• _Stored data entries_
☆ ☆ ☆ ☆

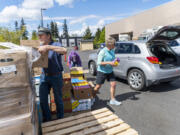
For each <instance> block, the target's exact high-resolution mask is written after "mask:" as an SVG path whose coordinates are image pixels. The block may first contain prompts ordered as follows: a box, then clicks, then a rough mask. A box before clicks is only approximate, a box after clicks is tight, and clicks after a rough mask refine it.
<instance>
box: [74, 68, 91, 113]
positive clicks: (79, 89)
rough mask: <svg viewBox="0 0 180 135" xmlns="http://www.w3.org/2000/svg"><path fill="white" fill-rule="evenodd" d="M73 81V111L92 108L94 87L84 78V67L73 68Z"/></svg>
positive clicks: (77, 110)
mask: <svg viewBox="0 0 180 135" xmlns="http://www.w3.org/2000/svg"><path fill="white" fill-rule="evenodd" d="M71 82H72V86H73V91H72V93H73V98H72V100H71V103H72V111H73V112H76V111H84V110H90V109H91V106H92V105H93V95H92V88H91V86H90V85H89V83H88V82H87V81H86V80H85V78H84V70H83V68H82V67H75V68H72V69H71Z"/></svg>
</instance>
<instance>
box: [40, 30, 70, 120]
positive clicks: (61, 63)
mask: <svg viewBox="0 0 180 135" xmlns="http://www.w3.org/2000/svg"><path fill="white" fill-rule="evenodd" d="M38 36H39V40H40V44H41V45H40V47H39V52H40V53H42V54H43V53H46V52H48V68H43V69H42V74H41V79H40V88H39V96H40V105H41V109H42V114H43V121H44V122H46V121H50V120H51V111H50V109H49V104H48V94H49V92H50V89H51V88H53V92H54V98H55V103H56V108H57V118H63V117H64V105H63V101H62V86H63V78H62V71H63V66H62V58H61V56H62V55H64V54H66V53H67V50H66V49H65V48H64V47H62V46H61V44H60V43H59V42H53V40H52V36H51V32H50V30H49V29H47V28H40V29H39V30H38Z"/></svg>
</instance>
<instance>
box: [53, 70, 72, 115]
mask: <svg viewBox="0 0 180 135" xmlns="http://www.w3.org/2000/svg"><path fill="white" fill-rule="evenodd" d="M71 90H72V84H71V76H70V74H69V73H64V74H63V88H62V96H63V103H64V112H65V113H70V112H72V104H71ZM50 99H51V105H50V108H51V111H52V112H53V113H56V104H55V100H54V94H53V89H51V92H50Z"/></svg>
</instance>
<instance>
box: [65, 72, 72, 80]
mask: <svg viewBox="0 0 180 135" xmlns="http://www.w3.org/2000/svg"><path fill="white" fill-rule="evenodd" d="M63 80H66V81H71V75H70V73H64V74H63Z"/></svg>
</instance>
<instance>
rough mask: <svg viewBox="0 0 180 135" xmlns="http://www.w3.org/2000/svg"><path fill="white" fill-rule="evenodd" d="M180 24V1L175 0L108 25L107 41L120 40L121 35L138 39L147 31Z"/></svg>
mask: <svg viewBox="0 0 180 135" xmlns="http://www.w3.org/2000/svg"><path fill="white" fill-rule="evenodd" d="M174 24H180V0H173V1H170V2H168V3H165V4H163V5H160V6H158V7H155V8H152V9H150V10H146V11H144V12H141V13H139V14H136V15H134V16H130V17H128V18H125V19H121V20H119V21H117V22H114V23H111V24H108V25H106V27H105V29H106V39H107V38H108V37H113V38H115V39H116V40H118V38H119V35H120V34H128V35H129V36H130V37H131V39H137V38H138V36H139V35H140V34H141V33H142V32H143V31H145V30H146V29H150V28H155V27H158V26H166V25H174Z"/></svg>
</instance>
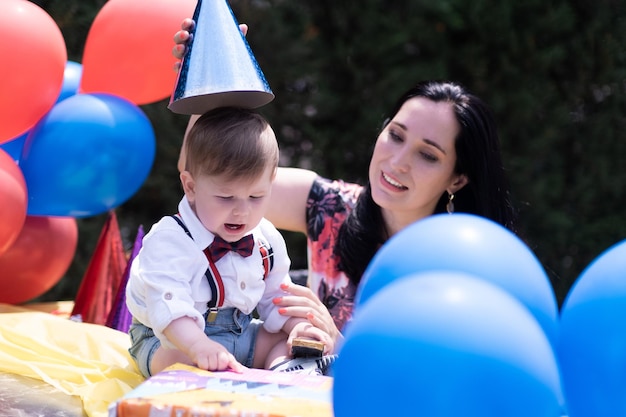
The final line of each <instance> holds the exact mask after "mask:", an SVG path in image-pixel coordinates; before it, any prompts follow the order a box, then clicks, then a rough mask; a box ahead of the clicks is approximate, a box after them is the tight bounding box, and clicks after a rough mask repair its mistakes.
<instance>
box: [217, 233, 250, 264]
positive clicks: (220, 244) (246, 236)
mask: <svg viewBox="0 0 626 417" xmlns="http://www.w3.org/2000/svg"><path fill="white" fill-rule="evenodd" d="M253 249H254V238H253V237H252V235H247V236H244V237H242V238H241V239H239V240H238V241H236V242H227V241H225V240H224V239H222V238H221V237H219V236H215V239H214V240H213V243H211V244H210V245H209V253H210V254H211V259H213V262H217V261H219V260H220V259H222V256H224V255H226V254H227V253H228V252H229V251H233V252H237V253H238V254H240V255H241V256H243V257H244V258H246V257H248V256H250V255H252V250H253Z"/></svg>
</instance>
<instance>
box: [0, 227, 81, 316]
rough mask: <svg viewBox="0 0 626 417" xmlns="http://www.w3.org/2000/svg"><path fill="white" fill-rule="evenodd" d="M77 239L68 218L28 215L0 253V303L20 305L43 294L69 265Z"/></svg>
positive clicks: (77, 239) (63, 271)
mask: <svg viewBox="0 0 626 417" xmlns="http://www.w3.org/2000/svg"><path fill="white" fill-rule="evenodd" d="M77 242H78V227H77V225H76V219H74V218H72V217H38V216H28V217H26V221H25V222H24V226H23V227H22V230H21V232H20V234H19V236H18V237H17V239H16V240H15V242H14V243H13V245H11V247H10V248H9V249H8V250H7V251H6V252H4V253H3V254H2V255H0V302H1V303H7V304H21V303H24V302H26V301H29V300H31V299H33V298H36V297H39V296H40V295H43V294H44V293H45V292H46V291H48V290H49V289H50V288H52V287H53V286H54V285H55V284H56V283H57V282H59V280H60V279H61V278H62V277H63V274H65V272H66V271H67V269H68V268H69V266H70V264H71V262H72V259H73V258H74V254H75V252H76V244H77Z"/></svg>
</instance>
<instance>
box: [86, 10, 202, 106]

☆ ☆ ☆ ☆

• _Exercise objective_
Quote all the records verbatim, dropping any pictures from your copy.

• _Expected answer_
For each <instance> block, the target's exact high-resolution mask is written after "mask:" as an SVG path whose coordinates are image pixels. The block may first contain prompts ordered as follows: a box, then clicks, then a rough mask. A box before clicks is only approximate, a box after clicks is tight, and clicks after a rough mask refine it.
<instance>
box: [74, 68, 91, 113]
positive clicks: (79, 89)
rough mask: <svg viewBox="0 0 180 135" xmlns="http://www.w3.org/2000/svg"><path fill="white" fill-rule="evenodd" d="M73 81V111L92 108L94 87L84 78V67L73 68Z"/></svg>
positive clicks: (77, 110)
mask: <svg viewBox="0 0 180 135" xmlns="http://www.w3.org/2000/svg"><path fill="white" fill-rule="evenodd" d="M71 82H72V86H73V91H72V93H73V98H72V100H71V103H72V111H73V112H76V111H84V110H90V109H91V106H92V105H93V95H92V88H91V86H90V85H89V83H88V82H87V81H86V80H85V78H84V70H83V68H82V67H75V68H72V69H71Z"/></svg>
</instance>
<instance>
box: [40, 30, 70, 120]
positive clicks: (61, 63)
mask: <svg viewBox="0 0 180 135" xmlns="http://www.w3.org/2000/svg"><path fill="white" fill-rule="evenodd" d="M38 36H39V40H40V44H41V45H40V47H39V52H40V53H42V54H43V53H46V52H48V68H43V69H42V74H41V79H40V88H39V96H40V105H41V109H42V114H43V121H44V122H46V121H50V120H51V111H50V109H49V104H48V94H49V92H50V89H51V88H53V92H54V98H55V103H56V108H57V118H63V117H64V105H63V101H62V86H63V78H62V71H63V66H62V58H61V56H62V55H64V54H66V53H67V50H66V49H65V48H64V47H62V46H61V44H60V43H59V42H53V40H52V36H51V32H50V30H49V29H47V28H40V29H39V30H38Z"/></svg>
</instance>
<instance>
box: [53, 70, 72, 115]
mask: <svg viewBox="0 0 180 135" xmlns="http://www.w3.org/2000/svg"><path fill="white" fill-rule="evenodd" d="M71 90H72V84H71V76H70V74H69V73H64V74H63V88H62V96H63V103H64V112H65V113H70V112H72V104H71ZM50 99H51V105H50V108H51V111H52V112H53V113H56V104H55V100H54V94H53V89H51V92H50Z"/></svg>
</instance>
<instance>
box: [65, 72, 72, 80]
mask: <svg viewBox="0 0 180 135" xmlns="http://www.w3.org/2000/svg"><path fill="white" fill-rule="evenodd" d="M63 80H66V81H71V75H70V73H64V74H63Z"/></svg>
</instance>
<instance>
rough mask: <svg viewBox="0 0 180 135" xmlns="http://www.w3.org/2000/svg"><path fill="white" fill-rule="evenodd" d="M180 24V1L175 0L108 25L107 41L120 40L121 35L138 39L147 31Z"/></svg>
mask: <svg viewBox="0 0 180 135" xmlns="http://www.w3.org/2000/svg"><path fill="white" fill-rule="evenodd" d="M174 24H180V0H173V1H170V2H168V3H165V4H163V5H160V6H158V7H155V8H152V9H150V10H146V11H144V12H141V13H139V14H136V15H134V16H130V17H128V18H125V19H121V20H119V21H117V22H114V23H111V24H108V25H106V27H105V29H106V39H107V38H108V37H113V38H115V39H116V40H118V38H119V35H120V34H128V35H129V36H130V37H131V39H137V38H138V36H139V35H140V34H141V33H142V32H143V31H145V30H146V29H150V28H155V27H158V26H166V25H174Z"/></svg>
</instance>
The final line of each <instance> holds the exact mask after "mask:", an SVG path in image-pixel coordinates; before it, any prompts follow the order a box, then clicks, then a rough mask; a box ahead of the clicks is approximate, a box after them is the tight bounding box, and clicks after a rough mask repair its mistakes.
<instance>
box: [217, 233, 250, 264]
positive clicks: (220, 244) (246, 236)
mask: <svg viewBox="0 0 626 417" xmlns="http://www.w3.org/2000/svg"><path fill="white" fill-rule="evenodd" d="M253 249H254V238H253V237H252V235H247V236H244V237H242V238H241V239H239V240H238V241H236V242H227V241H225V240H224V239H222V238H221V237H219V236H215V239H214V240H213V243H211V244H210V245H209V253H210V254H211V259H213V262H217V261H219V260H220V259H222V256H224V255H226V254H227V253H228V252H229V251H233V252H237V253H238V254H240V255H241V256H243V257H244V258H246V257H248V256H250V255H252V250H253Z"/></svg>
</instance>
<instance>
box: [0, 227, 81, 316]
rough mask: <svg viewBox="0 0 626 417" xmlns="http://www.w3.org/2000/svg"><path fill="white" fill-rule="evenodd" d="M77 239L68 218L28 215L0 253V303L20 305L43 294L69 265Z"/></svg>
positive clicks: (77, 239) (63, 271)
mask: <svg viewBox="0 0 626 417" xmlns="http://www.w3.org/2000/svg"><path fill="white" fill-rule="evenodd" d="M77 242H78V227H77V225H76V219H74V218H72V217H38V216H28V217H26V221H25V222H24V226H23V227H22V230H21V232H20V234H19V236H18V237H17V239H16V240H15V242H14V243H13V245H11V247H10V248H9V249H8V250H7V251H6V252H4V253H3V254H2V255H0V302H1V303H7V304H21V303H24V302H26V301H29V300H31V299H33V298H36V297H39V296H40V295H43V294H44V293H45V292H46V291H48V290H49V289H50V288H52V287H53V286H54V285H55V284H56V283H57V282H59V280H60V279H61V278H62V277H63V274H65V272H66V271H67V269H68V268H69V266H70V264H71V262H72V259H73V258H74V254H75V252H76V244H77Z"/></svg>
</instance>
<instance>
box: [86, 10, 202, 106]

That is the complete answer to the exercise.